* [Exercise prompt] Copy out everything in the entries from the line containing "line, e.g. [86,68]" down to their last line, including both of those lines.
## START Rows
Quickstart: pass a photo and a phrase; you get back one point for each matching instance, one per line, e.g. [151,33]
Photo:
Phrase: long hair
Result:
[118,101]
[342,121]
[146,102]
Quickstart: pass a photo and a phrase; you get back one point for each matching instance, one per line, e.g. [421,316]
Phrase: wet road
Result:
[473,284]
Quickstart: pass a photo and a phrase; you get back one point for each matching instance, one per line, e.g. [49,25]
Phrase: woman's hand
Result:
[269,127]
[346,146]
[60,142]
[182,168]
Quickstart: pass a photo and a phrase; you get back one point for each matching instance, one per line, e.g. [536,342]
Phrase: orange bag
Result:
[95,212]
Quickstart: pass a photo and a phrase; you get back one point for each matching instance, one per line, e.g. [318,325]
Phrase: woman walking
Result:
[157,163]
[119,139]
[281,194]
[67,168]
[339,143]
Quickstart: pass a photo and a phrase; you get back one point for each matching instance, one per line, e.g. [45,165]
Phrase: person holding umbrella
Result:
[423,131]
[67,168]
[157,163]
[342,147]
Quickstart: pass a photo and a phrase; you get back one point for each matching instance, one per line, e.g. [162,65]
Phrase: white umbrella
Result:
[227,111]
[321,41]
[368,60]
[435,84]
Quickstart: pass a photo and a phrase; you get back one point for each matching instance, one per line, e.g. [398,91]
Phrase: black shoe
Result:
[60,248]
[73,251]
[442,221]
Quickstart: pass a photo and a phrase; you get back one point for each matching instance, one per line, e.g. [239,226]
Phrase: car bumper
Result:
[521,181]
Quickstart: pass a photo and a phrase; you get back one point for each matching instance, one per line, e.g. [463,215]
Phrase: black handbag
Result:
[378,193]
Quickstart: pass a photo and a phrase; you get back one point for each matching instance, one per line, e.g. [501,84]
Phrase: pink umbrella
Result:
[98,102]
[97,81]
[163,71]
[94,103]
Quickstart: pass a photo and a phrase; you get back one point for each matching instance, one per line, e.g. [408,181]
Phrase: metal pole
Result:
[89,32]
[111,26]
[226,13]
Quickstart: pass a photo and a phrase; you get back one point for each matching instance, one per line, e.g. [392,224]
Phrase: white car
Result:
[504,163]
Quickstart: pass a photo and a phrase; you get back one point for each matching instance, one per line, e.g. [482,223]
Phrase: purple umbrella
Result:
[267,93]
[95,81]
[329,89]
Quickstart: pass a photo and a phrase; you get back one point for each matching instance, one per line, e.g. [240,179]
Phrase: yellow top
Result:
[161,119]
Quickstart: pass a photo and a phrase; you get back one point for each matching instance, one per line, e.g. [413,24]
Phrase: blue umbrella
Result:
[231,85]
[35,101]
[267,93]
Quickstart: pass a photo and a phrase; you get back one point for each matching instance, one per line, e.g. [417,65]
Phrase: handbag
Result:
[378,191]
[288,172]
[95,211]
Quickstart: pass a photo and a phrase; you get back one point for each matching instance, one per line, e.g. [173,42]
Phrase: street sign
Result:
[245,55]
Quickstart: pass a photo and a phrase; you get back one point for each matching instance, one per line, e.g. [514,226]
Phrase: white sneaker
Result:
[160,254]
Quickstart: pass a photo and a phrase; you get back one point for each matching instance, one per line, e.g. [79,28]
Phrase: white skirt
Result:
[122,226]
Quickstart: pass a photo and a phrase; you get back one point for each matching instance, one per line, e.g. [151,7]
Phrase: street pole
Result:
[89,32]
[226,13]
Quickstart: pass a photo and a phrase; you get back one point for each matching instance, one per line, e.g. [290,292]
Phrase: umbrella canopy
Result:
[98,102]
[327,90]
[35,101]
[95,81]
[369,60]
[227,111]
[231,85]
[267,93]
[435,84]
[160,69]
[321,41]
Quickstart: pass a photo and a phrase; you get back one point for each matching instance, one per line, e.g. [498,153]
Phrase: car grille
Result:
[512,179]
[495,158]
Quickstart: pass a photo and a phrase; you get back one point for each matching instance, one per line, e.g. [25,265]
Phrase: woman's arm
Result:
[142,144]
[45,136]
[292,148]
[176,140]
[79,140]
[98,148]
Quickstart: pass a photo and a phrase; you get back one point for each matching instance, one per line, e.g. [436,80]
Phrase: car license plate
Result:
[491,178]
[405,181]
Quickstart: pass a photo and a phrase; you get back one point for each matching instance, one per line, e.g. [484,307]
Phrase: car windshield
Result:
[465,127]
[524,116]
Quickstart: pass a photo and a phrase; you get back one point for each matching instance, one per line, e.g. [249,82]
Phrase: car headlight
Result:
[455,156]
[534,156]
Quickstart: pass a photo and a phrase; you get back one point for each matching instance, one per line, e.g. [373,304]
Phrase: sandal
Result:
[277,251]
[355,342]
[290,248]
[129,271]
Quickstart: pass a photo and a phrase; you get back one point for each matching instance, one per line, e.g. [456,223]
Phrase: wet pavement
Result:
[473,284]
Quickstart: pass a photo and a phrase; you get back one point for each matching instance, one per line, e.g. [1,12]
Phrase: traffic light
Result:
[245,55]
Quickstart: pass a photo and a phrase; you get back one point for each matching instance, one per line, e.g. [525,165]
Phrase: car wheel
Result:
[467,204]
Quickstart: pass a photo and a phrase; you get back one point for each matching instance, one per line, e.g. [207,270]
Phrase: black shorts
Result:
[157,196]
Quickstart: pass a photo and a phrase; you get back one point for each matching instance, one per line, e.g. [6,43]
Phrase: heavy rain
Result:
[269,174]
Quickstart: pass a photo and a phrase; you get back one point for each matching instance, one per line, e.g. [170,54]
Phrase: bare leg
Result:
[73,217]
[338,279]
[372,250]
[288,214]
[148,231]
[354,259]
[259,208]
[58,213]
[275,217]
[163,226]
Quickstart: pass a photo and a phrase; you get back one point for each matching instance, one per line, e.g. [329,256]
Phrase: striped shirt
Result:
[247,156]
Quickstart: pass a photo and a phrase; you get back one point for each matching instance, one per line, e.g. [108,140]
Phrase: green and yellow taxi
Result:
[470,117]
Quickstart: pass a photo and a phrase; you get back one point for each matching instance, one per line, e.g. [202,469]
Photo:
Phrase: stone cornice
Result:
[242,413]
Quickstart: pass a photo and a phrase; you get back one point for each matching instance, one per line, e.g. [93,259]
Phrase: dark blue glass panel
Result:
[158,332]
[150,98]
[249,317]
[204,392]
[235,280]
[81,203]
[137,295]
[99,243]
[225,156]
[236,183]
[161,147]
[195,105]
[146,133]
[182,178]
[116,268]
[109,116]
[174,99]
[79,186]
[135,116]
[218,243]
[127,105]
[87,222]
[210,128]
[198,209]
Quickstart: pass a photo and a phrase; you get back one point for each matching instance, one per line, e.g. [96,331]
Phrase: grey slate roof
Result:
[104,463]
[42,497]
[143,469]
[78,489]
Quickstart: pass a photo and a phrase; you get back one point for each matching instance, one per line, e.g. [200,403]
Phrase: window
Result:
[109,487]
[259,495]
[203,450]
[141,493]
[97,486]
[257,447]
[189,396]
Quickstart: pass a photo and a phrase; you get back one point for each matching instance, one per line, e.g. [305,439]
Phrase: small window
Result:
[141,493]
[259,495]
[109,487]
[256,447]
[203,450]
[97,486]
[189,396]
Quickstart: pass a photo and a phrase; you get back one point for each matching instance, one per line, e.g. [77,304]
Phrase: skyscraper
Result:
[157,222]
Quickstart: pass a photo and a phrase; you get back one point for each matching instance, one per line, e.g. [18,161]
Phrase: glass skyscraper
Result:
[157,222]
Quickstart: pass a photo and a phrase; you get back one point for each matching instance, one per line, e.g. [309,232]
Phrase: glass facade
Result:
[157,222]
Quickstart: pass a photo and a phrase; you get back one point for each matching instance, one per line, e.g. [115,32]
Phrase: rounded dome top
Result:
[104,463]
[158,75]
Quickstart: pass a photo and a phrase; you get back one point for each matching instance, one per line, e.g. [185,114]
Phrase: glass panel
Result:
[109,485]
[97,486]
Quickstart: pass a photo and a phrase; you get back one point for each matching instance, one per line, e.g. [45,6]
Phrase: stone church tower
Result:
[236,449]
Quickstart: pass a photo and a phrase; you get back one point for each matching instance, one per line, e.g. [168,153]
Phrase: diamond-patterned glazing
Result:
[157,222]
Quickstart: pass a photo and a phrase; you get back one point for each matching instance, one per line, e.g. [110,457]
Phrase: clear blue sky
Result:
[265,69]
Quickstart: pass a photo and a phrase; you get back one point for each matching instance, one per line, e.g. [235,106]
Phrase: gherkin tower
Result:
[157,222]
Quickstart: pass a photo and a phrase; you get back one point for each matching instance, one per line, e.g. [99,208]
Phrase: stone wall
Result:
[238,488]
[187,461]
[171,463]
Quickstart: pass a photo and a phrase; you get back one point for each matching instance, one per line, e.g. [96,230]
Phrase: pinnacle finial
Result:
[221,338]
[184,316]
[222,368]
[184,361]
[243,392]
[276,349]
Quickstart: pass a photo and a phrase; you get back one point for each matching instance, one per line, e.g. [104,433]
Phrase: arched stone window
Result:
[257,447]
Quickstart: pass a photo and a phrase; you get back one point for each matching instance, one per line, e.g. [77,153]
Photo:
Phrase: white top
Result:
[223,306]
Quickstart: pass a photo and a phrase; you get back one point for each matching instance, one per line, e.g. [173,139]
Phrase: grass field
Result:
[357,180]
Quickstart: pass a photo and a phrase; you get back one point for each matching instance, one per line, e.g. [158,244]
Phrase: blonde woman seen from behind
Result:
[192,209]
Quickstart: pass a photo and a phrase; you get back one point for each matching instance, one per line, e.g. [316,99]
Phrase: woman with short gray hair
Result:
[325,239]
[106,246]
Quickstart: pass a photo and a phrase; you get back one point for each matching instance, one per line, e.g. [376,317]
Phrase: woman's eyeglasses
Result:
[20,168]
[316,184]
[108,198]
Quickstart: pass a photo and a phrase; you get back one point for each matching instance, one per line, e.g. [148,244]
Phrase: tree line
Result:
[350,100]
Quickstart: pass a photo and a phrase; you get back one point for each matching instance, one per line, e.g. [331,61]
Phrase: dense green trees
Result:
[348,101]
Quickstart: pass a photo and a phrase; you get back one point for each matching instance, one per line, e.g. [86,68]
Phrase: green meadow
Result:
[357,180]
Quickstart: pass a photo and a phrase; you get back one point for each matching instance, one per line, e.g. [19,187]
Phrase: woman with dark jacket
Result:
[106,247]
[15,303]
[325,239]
## END Rows
* [Solution to this task]
Quickstart: pass a photo and a phrase; you get back one point for each matching instance, one per line, e.g. [86,68]
Phrase: green meadow
Result:
[357,180]
Quickstart: pass a photo and a phrase; you get back one point for each matching instance, one per line, e.g. [19,187]
Phrase: woman with dark jacket
Result:
[106,247]
[15,303]
[325,239]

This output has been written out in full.